---------- Document text

# Need Yellowstone National Park/Jackson, WY Advice



## MULTIZ321 (Jun 19, 2012)

I'm going to be attending a 2-day conference in Jackson, WY September 6th and 7th, 2012.  My wife and I fly in to Jackson on the 5th and arrive about 6:30pm Mountain Time.

We will probably spend Friday night (9/7) in Jackson - check out of the resort on 9/8 and head for Yellowstone National Park, which neither of us have ever seen.

I've been checking the website for Yellowstone National Park lodging and the most availability is 2 days.  Could stay one night at some of the other locations.  Is is worth it to spend the extra money and stay in the Park as opposed to driving to West Yellowstone, MT and staying in a West Yellowstone Hotel and driving back and forth every day?

We're flying back home early Wed morning (9/12) out of Jackson - so probably will stay in Jackson the night of the 11th.  I'm not sure if we have enough time to do both Yellowstone and Grand Teton National Park.  Am open for suggested itineraries.

Thanks for any help in planning this trip.

Richard


----------



## spencersmama (Jun 19, 2012)

I visited Yellowstone as part of our vacation last year.  I would highly recommend staying in the park if you are only there a couple nights.  We stayed in the Snow lodge 2 nights and saw the whole park in 2 days, plus the first evening, but we started the full days by 8 am and went until dinner.  (We did the Old Faithful area near the hotel the first evening.) Those full 2 days included stopping at pretty much all of the stopping places, walking along the trails to see the sights, but not doing any extra off-trail hiking.  Yellowstone is shaped like a figure 8, you will be coming up form the bottom of the figure 8 from Jackson.  On our 2 day tour, I did the left side of the park on the first day, and the right side the second day, and stayed right outside the NE entrance.  

Here is a good website that I used to help plan my time there. I didn't use the plan exactly, but it was a good guide.  Figure driving at about 40 miles per hour of you are planning your own itinerary.  If I had to do it again, I'd probably get a room in different areas in the park so that I didn't have to backtrack.  
http://www.yellowstoneinsider.com/plans/touring/suggested-2-day-tour.php
That is the 2 day itinerary, but they have other itineraries for different lengths of stay.  The park is so diverse, it is really a national treasure.  

The biggest advantage to staying in the park is that we got an early start before a lot of the other people were in the park.  It's not disney world crazy, but there were a few places that parking was a little difficult, mostly because of RV's that sort of blocked the roadway.  And, I really enjoyed walking to Old Faithful in the evening and right after dawn when there was practically no one there.  It probably won't be as crowded when you are there in Sept as when I was there in July.  

The one caveat I have heard about driving in Yellowstone is to make sure you are off the road before dark because of few lights and all the wild animals.  And make sure you bring a jacket!  I got so cold, even in July, that I bought a jacket in the park. (And I rarely wear a jacket here in Florida, even in the winter.)

--------------------

Given request 1
Transcribe this passage from the Yellowstone trip thread, beginning at the words "## MULTIZ321 (Jun" and stopping after the words "6:30pm Mountain Time.".

---------- Excerpted records

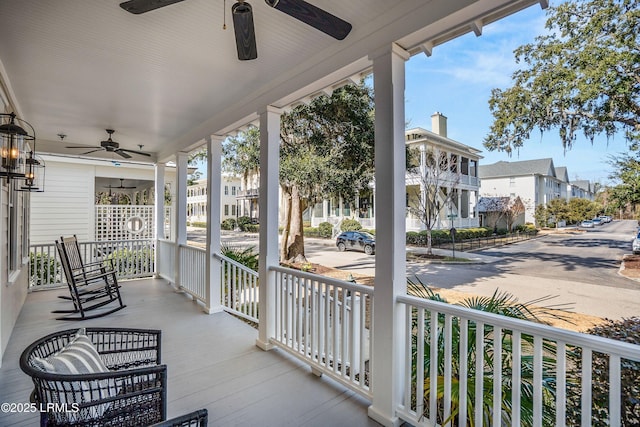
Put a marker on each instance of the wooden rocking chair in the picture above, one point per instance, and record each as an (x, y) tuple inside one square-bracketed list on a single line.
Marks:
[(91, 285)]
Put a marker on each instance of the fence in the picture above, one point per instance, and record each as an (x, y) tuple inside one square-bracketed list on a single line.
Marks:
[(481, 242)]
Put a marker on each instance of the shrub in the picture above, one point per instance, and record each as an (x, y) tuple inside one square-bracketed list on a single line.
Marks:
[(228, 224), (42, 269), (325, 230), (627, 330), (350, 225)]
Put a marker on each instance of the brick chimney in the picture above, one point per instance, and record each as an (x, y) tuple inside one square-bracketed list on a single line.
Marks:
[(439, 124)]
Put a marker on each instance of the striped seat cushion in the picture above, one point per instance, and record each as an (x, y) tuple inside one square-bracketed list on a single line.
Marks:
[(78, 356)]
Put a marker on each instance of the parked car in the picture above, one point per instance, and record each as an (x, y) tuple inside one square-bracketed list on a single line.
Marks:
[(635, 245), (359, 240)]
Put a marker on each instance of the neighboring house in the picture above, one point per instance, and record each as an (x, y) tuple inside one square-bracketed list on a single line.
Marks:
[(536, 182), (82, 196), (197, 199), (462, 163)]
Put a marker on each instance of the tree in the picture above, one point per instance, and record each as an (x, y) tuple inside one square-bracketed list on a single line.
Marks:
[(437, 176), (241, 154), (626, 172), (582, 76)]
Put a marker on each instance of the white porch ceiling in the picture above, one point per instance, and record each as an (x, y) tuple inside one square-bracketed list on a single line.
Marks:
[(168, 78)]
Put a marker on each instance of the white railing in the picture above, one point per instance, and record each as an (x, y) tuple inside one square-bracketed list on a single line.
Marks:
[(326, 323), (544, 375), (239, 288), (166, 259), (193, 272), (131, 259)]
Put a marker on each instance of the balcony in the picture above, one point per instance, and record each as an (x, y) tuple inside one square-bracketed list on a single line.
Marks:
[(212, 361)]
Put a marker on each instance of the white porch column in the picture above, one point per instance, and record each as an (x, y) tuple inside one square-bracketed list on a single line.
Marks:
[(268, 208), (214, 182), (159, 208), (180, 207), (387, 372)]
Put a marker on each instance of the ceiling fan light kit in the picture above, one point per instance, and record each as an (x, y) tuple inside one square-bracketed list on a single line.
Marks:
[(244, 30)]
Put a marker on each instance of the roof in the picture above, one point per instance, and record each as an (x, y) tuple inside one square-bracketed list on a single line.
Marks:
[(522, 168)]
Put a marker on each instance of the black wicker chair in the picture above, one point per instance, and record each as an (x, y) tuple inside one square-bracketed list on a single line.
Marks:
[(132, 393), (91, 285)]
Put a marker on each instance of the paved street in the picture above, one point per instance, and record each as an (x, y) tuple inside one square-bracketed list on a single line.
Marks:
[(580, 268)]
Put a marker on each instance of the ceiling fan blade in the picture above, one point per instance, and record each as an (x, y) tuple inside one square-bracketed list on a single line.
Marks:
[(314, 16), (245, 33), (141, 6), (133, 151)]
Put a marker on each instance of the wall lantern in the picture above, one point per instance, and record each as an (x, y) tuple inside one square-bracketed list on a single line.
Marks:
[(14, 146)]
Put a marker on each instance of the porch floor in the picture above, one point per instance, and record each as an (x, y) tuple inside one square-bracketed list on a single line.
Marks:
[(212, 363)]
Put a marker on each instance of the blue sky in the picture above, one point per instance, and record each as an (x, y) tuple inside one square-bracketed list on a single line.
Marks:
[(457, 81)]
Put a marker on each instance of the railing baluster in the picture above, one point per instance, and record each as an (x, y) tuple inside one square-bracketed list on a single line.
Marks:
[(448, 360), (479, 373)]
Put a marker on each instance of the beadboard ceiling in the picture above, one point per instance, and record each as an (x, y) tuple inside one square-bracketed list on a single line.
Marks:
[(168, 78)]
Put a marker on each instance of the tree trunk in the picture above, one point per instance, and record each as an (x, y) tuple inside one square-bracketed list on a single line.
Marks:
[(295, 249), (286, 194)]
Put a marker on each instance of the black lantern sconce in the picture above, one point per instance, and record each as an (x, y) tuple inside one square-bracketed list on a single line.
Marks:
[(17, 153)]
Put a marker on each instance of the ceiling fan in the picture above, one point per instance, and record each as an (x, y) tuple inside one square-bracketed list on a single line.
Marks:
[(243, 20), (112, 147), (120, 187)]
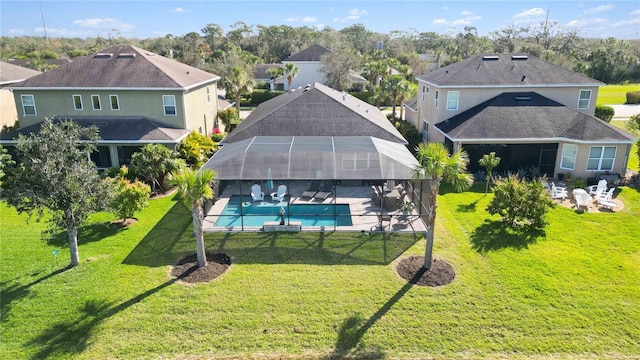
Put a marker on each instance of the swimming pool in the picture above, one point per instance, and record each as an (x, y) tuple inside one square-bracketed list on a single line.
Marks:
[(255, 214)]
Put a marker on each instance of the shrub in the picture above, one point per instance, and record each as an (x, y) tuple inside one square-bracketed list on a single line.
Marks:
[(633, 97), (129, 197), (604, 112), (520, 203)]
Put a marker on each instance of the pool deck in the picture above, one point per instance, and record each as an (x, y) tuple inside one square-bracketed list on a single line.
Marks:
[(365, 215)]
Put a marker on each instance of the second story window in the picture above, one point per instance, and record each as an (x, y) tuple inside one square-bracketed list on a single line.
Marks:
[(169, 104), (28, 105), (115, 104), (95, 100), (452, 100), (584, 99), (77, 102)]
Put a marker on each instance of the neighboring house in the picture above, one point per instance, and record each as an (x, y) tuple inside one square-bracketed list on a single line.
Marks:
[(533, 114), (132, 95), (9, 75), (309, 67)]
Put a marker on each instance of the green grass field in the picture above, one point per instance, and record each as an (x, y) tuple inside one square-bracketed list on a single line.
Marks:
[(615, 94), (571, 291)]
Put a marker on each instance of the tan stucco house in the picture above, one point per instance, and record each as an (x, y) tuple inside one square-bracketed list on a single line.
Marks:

--------------------

Given request 2
Rewrite the listing lines from the one containing "Put a marker on each instance of the white railing" through the one containing "[(244, 30)]", changing "Marks" to "Points" and leaving everything else as is. Return only those lines.

Exercise response 1
## MULTIZ321 (Jun 19, 2012)

I'm going to be attending a 2-day conference in Jackson, WY September 6th and 7th, 2012.  My wife and I fly in to Jackson on the 5th and arrive about 6:30pm Mountain Time.

Exercise response 2
Put a marker on each instance of the white railing in the picture above, one point per instance, and record each as an (x, y) tuple inside one square-bracketed list on a single line.
Points:
[(326, 323), (544, 375), (239, 288), (166, 259), (193, 272), (131, 259)]
Put a marker on each instance of the balcony in the picture above, one point per instance, and record each as an (x, y) tuple inside one square-bracketed list on a single line.
Points:
[(212, 361)]
Put a marker on each instance of the white porch column in the picture above, one point per instance, and record each as an (x, y) tuple inside one square-bracketed list on a single line.
Points:
[(268, 208), (214, 182), (159, 208), (180, 207), (387, 372)]
Put a marker on each instance of the ceiling fan light kit in the picture above, one point per instance, and record each as an (x, y) tuple inside one square-bracketed list on a single line.
Points:
[(244, 30)]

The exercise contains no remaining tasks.